(Record extracts begins)

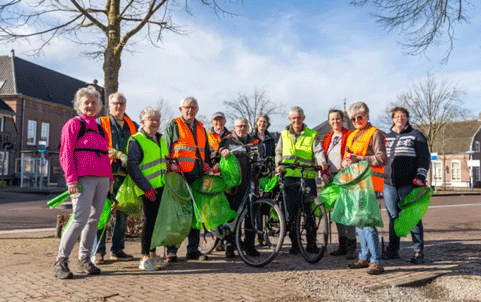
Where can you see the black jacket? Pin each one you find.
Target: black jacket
(408, 157)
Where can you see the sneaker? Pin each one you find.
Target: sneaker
(61, 269)
(160, 262)
(99, 258)
(196, 256)
(418, 258)
(122, 256)
(148, 265)
(252, 252)
(229, 251)
(171, 257)
(87, 266)
(359, 264)
(375, 268)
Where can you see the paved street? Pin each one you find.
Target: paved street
(453, 232)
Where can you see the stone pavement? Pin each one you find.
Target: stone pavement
(27, 275)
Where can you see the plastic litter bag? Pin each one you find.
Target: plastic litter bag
(268, 183)
(413, 207)
(174, 219)
(329, 195)
(230, 170)
(105, 216)
(129, 202)
(213, 206)
(356, 204)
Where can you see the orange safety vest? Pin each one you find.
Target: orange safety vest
(105, 120)
(185, 149)
(359, 147)
(214, 139)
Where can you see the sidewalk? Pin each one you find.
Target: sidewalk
(27, 273)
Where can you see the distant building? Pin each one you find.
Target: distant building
(35, 103)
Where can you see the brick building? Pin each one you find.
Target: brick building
(35, 104)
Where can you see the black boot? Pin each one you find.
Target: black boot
(342, 250)
(351, 249)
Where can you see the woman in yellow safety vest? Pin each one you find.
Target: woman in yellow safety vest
(367, 143)
(147, 166)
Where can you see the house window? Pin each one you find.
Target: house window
(456, 170)
(32, 133)
(44, 134)
(438, 170)
(3, 163)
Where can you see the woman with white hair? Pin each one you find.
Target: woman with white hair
(147, 167)
(85, 163)
(367, 143)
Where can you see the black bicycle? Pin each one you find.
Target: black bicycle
(257, 218)
(311, 221)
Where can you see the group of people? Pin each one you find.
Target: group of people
(98, 153)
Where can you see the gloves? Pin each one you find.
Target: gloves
(150, 194)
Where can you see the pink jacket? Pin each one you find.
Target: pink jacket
(76, 164)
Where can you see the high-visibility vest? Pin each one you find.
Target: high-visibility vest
(153, 165)
(185, 149)
(214, 139)
(301, 150)
(105, 120)
(359, 147)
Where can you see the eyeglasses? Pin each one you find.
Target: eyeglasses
(357, 118)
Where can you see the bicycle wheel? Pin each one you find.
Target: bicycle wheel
(208, 241)
(312, 230)
(269, 228)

(Record extracts ends)

* _Problem_
Your output must be the exact lines from the one containing "Where can you see the group" through the end of the data above, both included, and nothing more.

* _Result_
Where can you see the group of people? Pin each one you find.
Target: group of people
(98, 153)
Where can you see the gloves? Pin each one you find.
Target: gloves
(150, 194)
Where can you see the pink jacket? Pin each one you find.
Target: pink jacket
(76, 164)
Where can you see the high-visibility vest? Pin each one you find.
Target: high-visibility vest
(153, 165)
(185, 149)
(214, 139)
(301, 150)
(105, 120)
(359, 147)
Where can you see the eyeglasses? Pin each one you find.
Target: eyeglasses
(357, 118)
Where can you see the bicycle wheel? Pin each one you find.
Target: bicycle wheel
(208, 241)
(312, 230)
(269, 228)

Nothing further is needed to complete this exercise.